**Work to do**
1 – Answer from the forum thread on satellite TV locals:
(a) Which DMA is Durango, CO in?
(b) In what year was the SHVA designed, according to Greg Bimson?
(c) Per Nielsen, which market are you in if most people in your county watch the Denver local channels?
2 – Please write the next part of the forum thread on satellite TV locals, starting after its final sentence.

**Source**
==============================
Why does Decisonmark says Grand Junction is local (based on A/B contours) and not Denver even though Neilsen says Denver is local (becuase they decided it was) and Grand Junction is not.

And since I can't pick up FOX and NBC over the air as defined by SHVA (even though I am in their grade A/B contour), I legally qualify for those distants no matter what Nielsen tries to classify as my locals.

Which again, is what I am trying to point out; the conflicts with the current laws.

Another example is Durango, CO which is in the Albuquerque DMA. Yet they can't get Colorado stations via satellite (at least as last check). In this case DMAs should not cross state lines.

Don't even mention significantly viewed stations since that has seemed to have turned out to be the biggest joke.

I want the stations of my choice. I like to be able to time shift more programs without adding additional receivers.

That way I can catch all the stupid, inane network programs the networks throw at us.


----------



## Greg Bimson (May 5, 2003)

manicd said:


> Which again, is what I am trying to point out; the conflicts with the current laws.


There isn't any conflict with current laws.

The SHVA back in 1988 was designed to get network feeds to the truly unserved. Satellite was never a way to get "local" programming.

However, with each amendment in the satellite laws starting in 1999, local channels were deemed important. And because Congress and the FCC both promote localism, then there had to be a way to make everything more local.

Thus, the Satellite Home Viewer Extension and Reauthorization Act of 2004 limited new subscribers from receiving distant networks if locals are available. No conflict of laws, there.

And let's not forget that Nieslen is fairly scientific when it comes to their data mining. If most of the people in your county watch the Denver local channels, then you will be in the Denver market, according to Nielsen. Just because the only channels available over-the-air are in Grand Junction is irrelevant. That is a separate qualification process.
==============================
**Given records**
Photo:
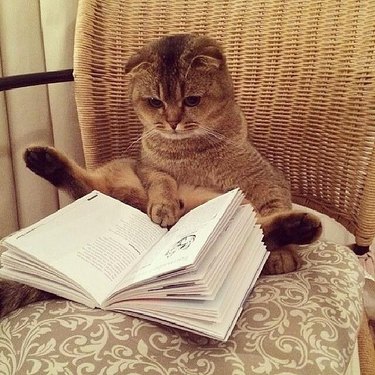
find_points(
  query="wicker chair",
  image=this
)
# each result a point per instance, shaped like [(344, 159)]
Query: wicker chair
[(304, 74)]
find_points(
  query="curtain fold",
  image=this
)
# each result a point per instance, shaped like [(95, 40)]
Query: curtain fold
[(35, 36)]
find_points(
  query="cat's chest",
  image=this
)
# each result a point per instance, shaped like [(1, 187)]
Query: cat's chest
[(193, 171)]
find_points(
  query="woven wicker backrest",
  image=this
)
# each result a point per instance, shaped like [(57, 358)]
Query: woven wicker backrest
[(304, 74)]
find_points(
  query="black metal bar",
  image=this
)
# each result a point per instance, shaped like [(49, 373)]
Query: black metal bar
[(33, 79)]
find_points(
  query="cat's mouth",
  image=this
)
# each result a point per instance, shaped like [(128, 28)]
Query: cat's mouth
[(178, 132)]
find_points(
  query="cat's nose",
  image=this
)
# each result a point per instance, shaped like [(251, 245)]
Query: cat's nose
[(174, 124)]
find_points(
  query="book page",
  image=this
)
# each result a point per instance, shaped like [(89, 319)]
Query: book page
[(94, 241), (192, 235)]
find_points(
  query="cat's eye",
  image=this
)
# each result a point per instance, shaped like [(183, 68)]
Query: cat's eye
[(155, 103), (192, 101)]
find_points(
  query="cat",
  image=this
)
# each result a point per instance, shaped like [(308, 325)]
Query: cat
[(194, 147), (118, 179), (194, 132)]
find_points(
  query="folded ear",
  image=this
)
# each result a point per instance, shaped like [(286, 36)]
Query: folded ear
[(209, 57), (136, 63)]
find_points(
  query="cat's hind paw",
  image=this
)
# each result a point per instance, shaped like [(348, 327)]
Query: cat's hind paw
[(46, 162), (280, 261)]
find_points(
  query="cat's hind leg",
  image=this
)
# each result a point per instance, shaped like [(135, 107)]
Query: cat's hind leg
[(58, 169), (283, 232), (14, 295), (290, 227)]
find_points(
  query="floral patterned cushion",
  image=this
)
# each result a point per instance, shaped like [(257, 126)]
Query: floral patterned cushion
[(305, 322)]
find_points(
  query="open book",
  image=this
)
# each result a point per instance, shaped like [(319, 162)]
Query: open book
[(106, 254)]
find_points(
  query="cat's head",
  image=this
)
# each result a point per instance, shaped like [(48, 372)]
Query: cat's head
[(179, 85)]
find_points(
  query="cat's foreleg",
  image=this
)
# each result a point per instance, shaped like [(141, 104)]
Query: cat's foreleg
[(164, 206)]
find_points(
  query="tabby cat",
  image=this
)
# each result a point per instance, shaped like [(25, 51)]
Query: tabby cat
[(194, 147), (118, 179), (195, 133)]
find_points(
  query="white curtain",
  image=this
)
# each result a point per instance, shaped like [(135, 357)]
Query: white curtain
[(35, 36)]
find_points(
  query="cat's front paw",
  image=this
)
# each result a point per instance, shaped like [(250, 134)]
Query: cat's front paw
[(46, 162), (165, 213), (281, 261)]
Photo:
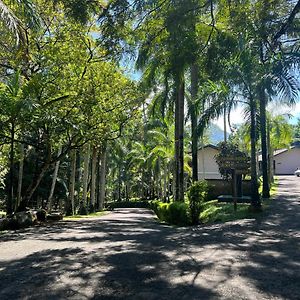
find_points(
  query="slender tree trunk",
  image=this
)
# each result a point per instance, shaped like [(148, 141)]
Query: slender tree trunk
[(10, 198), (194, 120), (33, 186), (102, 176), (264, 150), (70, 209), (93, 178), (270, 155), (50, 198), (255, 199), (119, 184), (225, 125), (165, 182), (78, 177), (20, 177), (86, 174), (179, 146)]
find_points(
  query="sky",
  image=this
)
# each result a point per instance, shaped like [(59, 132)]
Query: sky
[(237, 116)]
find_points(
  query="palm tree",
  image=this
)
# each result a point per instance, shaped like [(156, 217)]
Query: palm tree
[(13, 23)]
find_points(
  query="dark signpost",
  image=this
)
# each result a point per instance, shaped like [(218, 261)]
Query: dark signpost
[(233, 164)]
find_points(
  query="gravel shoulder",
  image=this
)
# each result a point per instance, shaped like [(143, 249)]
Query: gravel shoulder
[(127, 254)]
==============================
**Replies**
1 –
(a) The Albuquerque DMA
(b) 1988
(c) The Denver market

2 –
----------



## manicd (Jan 30, 2003)

Greg Bimson said:


> There isn't any conflict with current laws.
> 
> And let's not forget that Nieslen is fairly scientific when it comes to their data mining. If most of the people in your county watch the Denver local channels, then you will be in the Denver market, according to Nielsen. Just because the only channels available over-the-air are in Grand Junction is irrelevant. That is a separate qualification process.


Again, Neilsen should not be in the business deciding what are local channels. Local channels should simply be based on grade A/B contours and translator locations.

Denver stations went off the air here in 1992, because no one was interested in footing the bill to keep Denver available. The county commissioners even went as far as to set up a donation fund to keep Denver. The people spoke with their wallets. No Denver.

Denver didn't want to reboadcast into this area, for they could have kept the translators going. Guess what, Denver doesn't consider this area local to them. I even have a leter from a Denver station station that I am not in their local area.

The only one who says this area is local to Denver is Nielsen. So were do they do this data mining? On Uranus?

There should only be one set of local rules. Decided by what is actully recieved over the air.

Of course what would be best, is allow people to by what ever programming they want. But tht would happen in a perfect world.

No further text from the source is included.